Excerpt to read>
The method and apparatus disclosed in United States Patent 4,595,135 has been found to be capable of rolling metal strip stock into generally flat tubes at a high rate of speed and in a manner which reduces cold working of the metal to a minimum; wherein the strip stock is bent along an extremely accurate center line which is thereafter utilized to center the strip as it is directed through the successive forming rolls; and which utilizes a guide mechanism which engages each of the opposed free edges of the strip on laterally opposites sides thereof to maintain them in perfect alignment as the strip is directed through the welding station.
However, it has been found that the guide mechanism must be accurately positioned to guide the flat strip stock into the first rolling step and, unless this is done carefully, the extremely accurate center line will not be maintained. As a result, the final step of welding is made more difficult and a consistently sound weld seam may not be assured.
Accordingly, among the objectives of the present invention are to provide a method and apparatus for rolling flat metal strip stock into generally flat tubes wherein the strip stock is bent along an extremely accurate center line without the necessity of carefully positioning and guiding the strip stock into the first step wherein the opposite edges of the strip are rolled into the final radius corresponding to the radius of curvature desired on the rounded longitudinally welded edge of the tube.

Material provided>
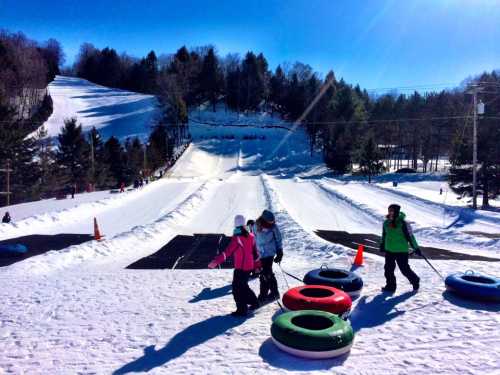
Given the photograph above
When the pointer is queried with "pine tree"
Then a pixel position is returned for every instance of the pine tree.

What the task asks>
Extend the patent text on rolling metal strip into flat tubes, picking up right after its last sentence. The data that comes next is from another source.

Expected answer>
The present invention is defined in the appended claims and may provide an additional rolling step wherein initially the opposite edges of the flat strip are rolled by restraining the free ends of the side edges and bending the side edges into a configuration comprising flat side edge portions connected by a radius portion to the central flat portion of the strip and extending at an acute angle to the flat central portion of the strip. This partially curved configuration serves as a guide to accurately position the strip as it moves into the next step of rolling the opposite flat edge portions of the strip into a curved configuration having a radius corresponding to the radius of curvature desired on the rounded longitudinally welded edge of the tube. The strip is then moved through the successive steps of progressively rolling the central portion of the strip into the rounded configuration desired along the other longitudinal edge of the tube while utilizing the rounded free edge portions and the center bend to accurately center the strip as it advances through the successive forming rolls and, thereafter heating the spaced free edges of the rolled strip to a temperature at which they are adapted to be fused together and directing them through a guide located upstream from and directly adjacent a pair of squeeze rolls for effecting a weld seam therebetween, the guide being designed to engage each free edge portion of the strip on laterally opposite sides thereof.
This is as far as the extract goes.